Begin Data shown

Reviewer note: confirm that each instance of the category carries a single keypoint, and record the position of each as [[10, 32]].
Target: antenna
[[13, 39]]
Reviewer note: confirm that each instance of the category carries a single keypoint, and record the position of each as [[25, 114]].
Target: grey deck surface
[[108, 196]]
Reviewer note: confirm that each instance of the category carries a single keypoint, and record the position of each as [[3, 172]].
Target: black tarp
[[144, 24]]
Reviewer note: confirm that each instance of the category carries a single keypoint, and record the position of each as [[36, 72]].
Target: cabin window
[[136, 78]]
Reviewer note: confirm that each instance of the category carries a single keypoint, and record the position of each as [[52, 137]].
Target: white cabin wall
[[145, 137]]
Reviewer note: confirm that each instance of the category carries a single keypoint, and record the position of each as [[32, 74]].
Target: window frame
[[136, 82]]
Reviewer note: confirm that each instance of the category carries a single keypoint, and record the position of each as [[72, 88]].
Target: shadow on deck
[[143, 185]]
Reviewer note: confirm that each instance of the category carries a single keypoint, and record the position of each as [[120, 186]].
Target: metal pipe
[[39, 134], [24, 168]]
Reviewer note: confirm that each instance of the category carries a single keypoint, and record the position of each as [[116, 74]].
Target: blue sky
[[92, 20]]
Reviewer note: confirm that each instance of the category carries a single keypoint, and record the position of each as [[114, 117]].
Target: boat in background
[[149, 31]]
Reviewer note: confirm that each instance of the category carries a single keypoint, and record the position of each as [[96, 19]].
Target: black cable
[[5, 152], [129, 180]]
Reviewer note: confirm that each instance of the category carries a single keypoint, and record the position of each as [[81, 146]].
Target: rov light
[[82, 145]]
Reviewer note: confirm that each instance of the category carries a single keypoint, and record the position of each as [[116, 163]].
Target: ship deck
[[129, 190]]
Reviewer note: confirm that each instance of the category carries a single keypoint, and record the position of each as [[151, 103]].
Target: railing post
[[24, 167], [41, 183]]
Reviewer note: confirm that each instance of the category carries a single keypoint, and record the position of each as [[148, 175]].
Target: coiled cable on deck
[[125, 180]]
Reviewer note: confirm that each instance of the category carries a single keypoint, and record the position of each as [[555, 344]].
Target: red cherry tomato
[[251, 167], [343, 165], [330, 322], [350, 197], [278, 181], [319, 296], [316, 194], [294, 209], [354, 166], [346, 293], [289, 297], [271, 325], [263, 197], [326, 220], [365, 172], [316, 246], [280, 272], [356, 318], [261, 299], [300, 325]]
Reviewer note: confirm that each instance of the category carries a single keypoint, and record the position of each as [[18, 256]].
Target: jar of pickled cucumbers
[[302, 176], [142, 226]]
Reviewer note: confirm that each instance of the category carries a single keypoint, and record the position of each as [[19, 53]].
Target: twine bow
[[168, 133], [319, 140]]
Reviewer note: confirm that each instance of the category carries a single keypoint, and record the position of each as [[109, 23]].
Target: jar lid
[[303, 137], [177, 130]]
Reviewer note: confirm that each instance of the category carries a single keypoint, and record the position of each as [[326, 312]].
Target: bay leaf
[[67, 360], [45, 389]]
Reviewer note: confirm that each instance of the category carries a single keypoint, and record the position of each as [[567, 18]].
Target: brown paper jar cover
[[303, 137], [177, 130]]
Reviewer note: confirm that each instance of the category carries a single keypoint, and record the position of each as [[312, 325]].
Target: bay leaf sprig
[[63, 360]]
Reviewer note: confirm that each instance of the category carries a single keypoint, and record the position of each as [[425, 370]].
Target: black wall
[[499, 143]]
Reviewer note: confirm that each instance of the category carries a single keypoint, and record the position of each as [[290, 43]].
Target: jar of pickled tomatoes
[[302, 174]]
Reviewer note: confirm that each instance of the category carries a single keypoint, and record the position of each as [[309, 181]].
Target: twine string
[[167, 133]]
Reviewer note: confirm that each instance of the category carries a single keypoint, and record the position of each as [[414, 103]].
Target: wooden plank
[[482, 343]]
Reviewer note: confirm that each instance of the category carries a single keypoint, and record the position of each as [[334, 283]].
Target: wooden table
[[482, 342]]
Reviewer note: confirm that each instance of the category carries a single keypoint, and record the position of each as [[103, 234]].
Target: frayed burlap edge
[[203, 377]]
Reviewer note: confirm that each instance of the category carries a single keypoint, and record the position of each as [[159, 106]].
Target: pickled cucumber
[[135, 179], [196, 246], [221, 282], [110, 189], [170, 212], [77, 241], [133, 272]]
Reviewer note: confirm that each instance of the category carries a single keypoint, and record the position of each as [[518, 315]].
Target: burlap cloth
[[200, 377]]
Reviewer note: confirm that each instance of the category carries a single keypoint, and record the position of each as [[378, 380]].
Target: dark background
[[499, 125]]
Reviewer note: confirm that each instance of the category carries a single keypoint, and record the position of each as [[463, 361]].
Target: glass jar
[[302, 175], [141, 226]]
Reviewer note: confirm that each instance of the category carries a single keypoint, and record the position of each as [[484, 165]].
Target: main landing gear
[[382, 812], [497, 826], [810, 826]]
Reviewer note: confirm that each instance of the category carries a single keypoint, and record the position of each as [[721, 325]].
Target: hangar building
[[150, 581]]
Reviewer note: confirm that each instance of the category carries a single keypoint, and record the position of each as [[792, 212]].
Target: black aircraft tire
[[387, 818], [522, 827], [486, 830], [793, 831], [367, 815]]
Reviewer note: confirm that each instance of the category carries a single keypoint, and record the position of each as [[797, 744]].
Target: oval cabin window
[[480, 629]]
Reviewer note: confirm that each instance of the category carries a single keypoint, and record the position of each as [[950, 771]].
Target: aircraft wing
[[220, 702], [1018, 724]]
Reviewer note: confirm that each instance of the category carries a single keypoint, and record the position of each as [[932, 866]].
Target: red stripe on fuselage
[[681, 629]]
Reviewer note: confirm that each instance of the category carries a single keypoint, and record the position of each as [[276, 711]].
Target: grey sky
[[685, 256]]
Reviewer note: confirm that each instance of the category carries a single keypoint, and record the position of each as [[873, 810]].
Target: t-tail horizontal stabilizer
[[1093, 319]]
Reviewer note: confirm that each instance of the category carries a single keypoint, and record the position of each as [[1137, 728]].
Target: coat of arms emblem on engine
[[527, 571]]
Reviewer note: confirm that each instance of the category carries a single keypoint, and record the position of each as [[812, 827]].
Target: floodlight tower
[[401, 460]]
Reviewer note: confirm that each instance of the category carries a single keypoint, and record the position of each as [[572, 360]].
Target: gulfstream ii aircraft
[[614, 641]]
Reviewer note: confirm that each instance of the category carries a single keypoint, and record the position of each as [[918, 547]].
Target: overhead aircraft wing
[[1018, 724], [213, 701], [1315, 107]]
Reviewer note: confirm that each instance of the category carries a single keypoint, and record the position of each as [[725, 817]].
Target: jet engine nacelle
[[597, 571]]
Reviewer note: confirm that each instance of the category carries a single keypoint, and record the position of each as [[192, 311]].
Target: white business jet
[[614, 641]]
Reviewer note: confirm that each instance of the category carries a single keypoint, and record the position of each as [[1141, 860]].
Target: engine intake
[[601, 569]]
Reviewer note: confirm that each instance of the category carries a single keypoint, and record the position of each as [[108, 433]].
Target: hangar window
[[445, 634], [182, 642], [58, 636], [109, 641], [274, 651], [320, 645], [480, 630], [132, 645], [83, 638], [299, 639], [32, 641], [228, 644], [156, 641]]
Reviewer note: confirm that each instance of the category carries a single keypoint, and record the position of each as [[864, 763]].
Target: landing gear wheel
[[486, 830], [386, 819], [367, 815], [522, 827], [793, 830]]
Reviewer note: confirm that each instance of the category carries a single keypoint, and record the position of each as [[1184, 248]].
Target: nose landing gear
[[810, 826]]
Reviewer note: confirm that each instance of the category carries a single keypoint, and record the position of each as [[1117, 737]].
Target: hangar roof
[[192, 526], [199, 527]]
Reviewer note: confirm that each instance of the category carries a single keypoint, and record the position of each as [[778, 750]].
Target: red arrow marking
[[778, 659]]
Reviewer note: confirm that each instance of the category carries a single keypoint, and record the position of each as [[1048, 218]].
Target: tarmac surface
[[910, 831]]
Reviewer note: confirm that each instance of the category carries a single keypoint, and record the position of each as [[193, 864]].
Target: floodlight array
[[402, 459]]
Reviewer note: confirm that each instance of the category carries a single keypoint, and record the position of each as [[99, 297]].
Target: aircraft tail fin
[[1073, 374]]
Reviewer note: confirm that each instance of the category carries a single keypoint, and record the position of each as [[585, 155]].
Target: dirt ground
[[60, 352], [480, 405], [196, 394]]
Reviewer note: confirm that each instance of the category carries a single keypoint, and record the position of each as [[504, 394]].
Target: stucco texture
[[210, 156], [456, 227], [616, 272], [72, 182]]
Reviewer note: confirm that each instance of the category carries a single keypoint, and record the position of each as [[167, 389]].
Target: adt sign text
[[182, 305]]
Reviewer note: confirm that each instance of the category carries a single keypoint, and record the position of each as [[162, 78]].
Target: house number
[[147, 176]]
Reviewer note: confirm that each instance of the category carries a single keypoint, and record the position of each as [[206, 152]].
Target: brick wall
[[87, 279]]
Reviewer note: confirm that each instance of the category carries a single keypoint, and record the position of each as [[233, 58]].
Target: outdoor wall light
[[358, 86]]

End Data shown

## Your goal:
The lines to quote run from the one containing "as [[585, 155]]." through the final line of the material above; please give them exactly, both ends included, and nothing else.

## Reply to the exercise:
Reviewer note: confirm that each instance of the category carries a single keypoint, and record the position of each as [[585, 155]].
Target: dirt ground
[[60, 352], [480, 405], [196, 394]]
Reviewer note: confirm that each instance of the category carries a single keypoint, and record the position of each as [[504, 394]].
Target: stucco texture
[[210, 156], [456, 227], [616, 272], [72, 182]]
Reviewer note: confirm that each instance of the category carries a single keypoint, and record the position of each as [[167, 389]].
Target: adt sign text
[[182, 305]]
Reviewer note: confirm that each instance of the category carries a single keypoint, and record the position of each as [[162, 78]].
Target: house number
[[147, 176]]
Reviewer note: confirm that each instance of the category carries a single keypoint, and record the position of each as [[206, 152]].
Target: brick wall
[[87, 279]]
Reviewer note: confirm that each instance of the category carries a single keypoint, and record the position of each as [[233, 58]].
Target: outdoor wall light
[[358, 86]]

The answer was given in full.